Monday, November 12, 2007

It's time to balance fight for life with ballooning health costs. Robert Cushman

By Andrew Thomson, Ottawa Citizen
Published: Wednesday, October 31, 2007

With acute-care beds being filled at area hospitals with chronically ill seniors, the time for a serious public discussion on the collision of rising medical costs and the "death with dignity" debate is now, says the man charged with co-ordinating health care in Eastern Ontario.

It's the ethical responsibility of doctors to encourage discussion regardless of the painful moral, ethical, and political questions that arise, said Dr. Robert Cushman, CEO of the Champlain Local Health Integration Network, who added that the demand for such health care is likely to rise.

"Do I have personal opinions on this? Yes I do," he told the Citizen editorial board this week during a wide-ranging, candid meeting.

"But my professional and my public opinion is that we need to have this healthy debate."

Legislatures and courts across North America and Europe have long grappled with the right to die.

For Dr. Cushman, it's a matter of money and higher levels of respect and care for seniors. The strain on acute care resources has to be addressed as Canada's population ages and pressure mounts on health services, said the former medical officer of health for the City of Ottawa.

Dr. Cushman described a number of 80- or 90-year-olds on ventilators being sent to intensive care units, some of whom have Do Not Resuscitate orders lost in the system. His own 87-year-old mother "would not be happy" with such a scenario, he said.

"It's bad enough with our parents' (generation) but when we get these it's going to really burst the bubble," he said of himself and fellow baby boomers.

[Data under study]:
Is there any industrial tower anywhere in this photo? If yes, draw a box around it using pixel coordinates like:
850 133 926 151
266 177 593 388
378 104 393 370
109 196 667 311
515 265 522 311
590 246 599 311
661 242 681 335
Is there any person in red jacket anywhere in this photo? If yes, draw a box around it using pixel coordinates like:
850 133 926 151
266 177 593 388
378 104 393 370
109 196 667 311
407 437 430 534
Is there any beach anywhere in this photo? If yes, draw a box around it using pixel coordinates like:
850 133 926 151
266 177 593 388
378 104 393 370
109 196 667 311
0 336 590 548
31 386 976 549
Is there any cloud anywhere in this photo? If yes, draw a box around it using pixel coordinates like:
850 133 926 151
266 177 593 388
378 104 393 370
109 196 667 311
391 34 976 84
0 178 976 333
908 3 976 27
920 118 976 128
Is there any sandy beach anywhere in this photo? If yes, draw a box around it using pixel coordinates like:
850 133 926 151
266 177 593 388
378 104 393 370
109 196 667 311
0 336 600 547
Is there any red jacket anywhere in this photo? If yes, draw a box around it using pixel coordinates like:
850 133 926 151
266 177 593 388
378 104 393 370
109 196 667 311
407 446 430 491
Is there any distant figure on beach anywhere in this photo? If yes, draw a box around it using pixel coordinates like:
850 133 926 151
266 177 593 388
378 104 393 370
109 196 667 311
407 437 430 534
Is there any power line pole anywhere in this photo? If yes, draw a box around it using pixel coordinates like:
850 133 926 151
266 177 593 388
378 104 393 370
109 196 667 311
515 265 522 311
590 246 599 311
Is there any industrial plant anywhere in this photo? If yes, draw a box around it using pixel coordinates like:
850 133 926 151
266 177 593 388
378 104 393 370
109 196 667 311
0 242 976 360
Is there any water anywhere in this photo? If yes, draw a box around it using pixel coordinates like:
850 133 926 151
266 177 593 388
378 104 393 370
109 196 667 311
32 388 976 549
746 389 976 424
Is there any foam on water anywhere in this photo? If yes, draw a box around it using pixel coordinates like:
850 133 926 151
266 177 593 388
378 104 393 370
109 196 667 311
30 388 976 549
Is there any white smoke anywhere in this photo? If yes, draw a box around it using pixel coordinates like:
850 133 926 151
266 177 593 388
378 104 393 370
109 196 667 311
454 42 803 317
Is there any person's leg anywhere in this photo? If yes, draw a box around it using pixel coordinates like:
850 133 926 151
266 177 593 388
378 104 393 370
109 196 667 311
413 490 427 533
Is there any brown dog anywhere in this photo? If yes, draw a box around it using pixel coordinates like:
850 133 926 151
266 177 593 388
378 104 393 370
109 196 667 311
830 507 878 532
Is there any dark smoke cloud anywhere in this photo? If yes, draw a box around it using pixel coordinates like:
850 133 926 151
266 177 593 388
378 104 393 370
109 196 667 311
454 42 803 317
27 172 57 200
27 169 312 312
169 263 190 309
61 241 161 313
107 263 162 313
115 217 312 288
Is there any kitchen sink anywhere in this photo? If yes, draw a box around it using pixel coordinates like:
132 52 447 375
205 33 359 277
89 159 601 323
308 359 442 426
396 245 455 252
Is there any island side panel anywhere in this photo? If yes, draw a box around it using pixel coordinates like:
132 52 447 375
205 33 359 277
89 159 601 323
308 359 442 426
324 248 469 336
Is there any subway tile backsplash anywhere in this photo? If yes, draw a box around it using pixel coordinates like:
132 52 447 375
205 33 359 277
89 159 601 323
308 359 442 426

[Questions]:
1) In the article on health costs, rewrite the passage from "Dr. Cushman described" up to and including "fellow baby boomers.", replacing "ventilators" with "respirators".
2) According to the article on health costs, what organization is Dr. Robert Cushman the CEO of?
3) Continue the article on health costs and the right-to-die debate from where it stops.
The material has no connection to the article on health costs.

[Numbered responses]:
1)
Dr. Cushman described a number of 80- or 90-year-olds on respirators being sent to intensive care units, some of whom have Do Not Resuscitate orders lost in the system. His own 87-year-old mother "would not be happy" with such a scenario, he said.

"It's bad enough with our parents' (generation) but when we get these it's going to really burst the bubble," he said of himself and fellow baby boomers.

2) The Champlain Local Health Integration Network.

3)
Health care administrators now face a zero-sum ethical game where dollars are used for chronic patients in "high-end" acute-care facilities instead of community programs and home care, Dr. Cushman argued, reminding his interviewers that bottom lines aren't his only motivation for seeking public dialogue.

"What kind of heroics can you do in the last six months or two or three years of a life?" he asked. "For someone who's over the age of 80, a hospital is a pretty scary place, and a pretty dangerous place.

"We're talking about the frail elderly. And we have too much of an emphasis on the cure when the returns for the cure can be very low. I think we need to respect seniors' independence and their dignity."

Dr. Cushman, who oversees health care funding and delivery for more than a million residents between Cornwall and Algonquin Park, hopes the growing popularity of living wills is one solution.

He also wants to stop seniors from bouncing around the health care system like a "ping-pong ball." That includes improving "ordinary" procedures such as basic nursing care, home support, and meal delivery.